PROVIDED DATA →
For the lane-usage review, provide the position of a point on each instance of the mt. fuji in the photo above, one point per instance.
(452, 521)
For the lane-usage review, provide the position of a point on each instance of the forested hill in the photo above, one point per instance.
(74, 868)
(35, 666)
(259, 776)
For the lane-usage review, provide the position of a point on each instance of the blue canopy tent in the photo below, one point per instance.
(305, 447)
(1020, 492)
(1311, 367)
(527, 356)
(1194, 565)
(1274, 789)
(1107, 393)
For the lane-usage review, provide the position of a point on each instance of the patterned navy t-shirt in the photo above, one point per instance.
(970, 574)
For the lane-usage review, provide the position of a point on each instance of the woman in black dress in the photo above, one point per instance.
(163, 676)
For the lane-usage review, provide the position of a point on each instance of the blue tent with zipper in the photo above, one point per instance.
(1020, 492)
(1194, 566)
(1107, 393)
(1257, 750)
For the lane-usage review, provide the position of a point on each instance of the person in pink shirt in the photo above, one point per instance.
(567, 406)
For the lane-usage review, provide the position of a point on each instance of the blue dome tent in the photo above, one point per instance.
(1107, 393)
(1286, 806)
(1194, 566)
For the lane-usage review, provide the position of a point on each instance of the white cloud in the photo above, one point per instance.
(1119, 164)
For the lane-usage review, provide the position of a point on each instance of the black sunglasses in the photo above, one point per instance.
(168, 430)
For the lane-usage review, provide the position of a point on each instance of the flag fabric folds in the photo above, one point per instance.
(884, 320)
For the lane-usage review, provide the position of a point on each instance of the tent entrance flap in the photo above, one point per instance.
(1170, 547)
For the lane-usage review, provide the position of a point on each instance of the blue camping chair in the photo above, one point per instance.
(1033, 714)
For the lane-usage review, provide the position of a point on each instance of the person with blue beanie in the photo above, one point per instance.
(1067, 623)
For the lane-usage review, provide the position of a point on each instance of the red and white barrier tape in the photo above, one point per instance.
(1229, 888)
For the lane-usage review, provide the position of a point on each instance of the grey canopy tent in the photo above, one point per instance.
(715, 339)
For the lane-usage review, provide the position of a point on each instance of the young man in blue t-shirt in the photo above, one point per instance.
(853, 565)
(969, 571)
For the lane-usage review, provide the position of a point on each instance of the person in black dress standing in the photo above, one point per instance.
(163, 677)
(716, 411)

TASK DETAILS → Reproduce every item above verbatim, keeping them in their original order.

RESULT OF THE EXERCISE →
For the lane-usage review, provide the position of a point on each instance of the mt. fuji in the photo above, one point per instance.
(452, 521)
For the lane-usage review, provide the position of a point on each instance of the forested hill in the photo above, one point per instance.
(74, 868)
(35, 666)
(259, 776)
For the lane-usage review, provide the position of a point on each instance of the blue canopy tent in the photo below, one point per instance.
(305, 447)
(1020, 492)
(1311, 367)
(527, 356)
(1194, 565)
(1274, 789)
(1107, 393)
For the lane-usage review, provide the position of a point on each instance of the patterned navy t-shirt in the photo above, one point per instance.
(970, 574)
For the lane-usage review, provide the position of a point on each instance of the woman in black dress in the photo above, one point per instance.
(163, 676)
For the lane-usage review, provide the position of a point on each instance of the blue tent with zipper in the photo above, one point per instance.
(1020, 492)
(1194, 566)
(1107, 393)
(1257, 750)
For the lane-usage review, provide the position of a point on each instance of the person in pink shirt in the photo above, one point per instance.
(567, 406)
For the lane-usage review, provide the position of a point on each instance of the blue dome tent in the photo above, one point per instance.
(1107, 393)
(1286, 806)
(1194, 566)
For the lane-usage review, provide the position of a point on each instance of the white cloud in the photo above, one point per instance.
(1119, 164)
For the lane-usage review, provide the position of a point on each instance of the black sunglasses in the photo above, one point per instance.
(168, 430)
For the lane-usage review, provide the position of a point on each instance of the flag fabric folds in the photo above, one point per instance.
(884, 320)
For the lane-usage review, provide the position of a point on each instance of the tent entrance flap in the photo above, one point per instance.
(1170, 547)
For the lane-usage review, provide the position of a point on each instance of the blue camping chair in the photo above, one point per instance.
(1033, 714)
For the lane-usage review, provide the position of a point on each instance of the person with blue beanie in the photo above, one point per instance.
(1067, 623)
For the lane-usage review, provide the position of a point on each instance of the red and white barrier tape in the photo above, one point per instance.
(1229, 888)
For the lane-usage review, provide the position of a point on each instance of the grey canopy tent in the photo above, one point per instance.
(715, 339)
For the lane-usage review, provide the position of a point on each instance of the young man in blue t-shirt in the photo above, one point per instance.
(853, 565)
(969, 571)
For the lane-usage review, provide the position of a point on each instance of the person in black dress standing in the photo above, one point per instance.
(163, 677)
(716, 411)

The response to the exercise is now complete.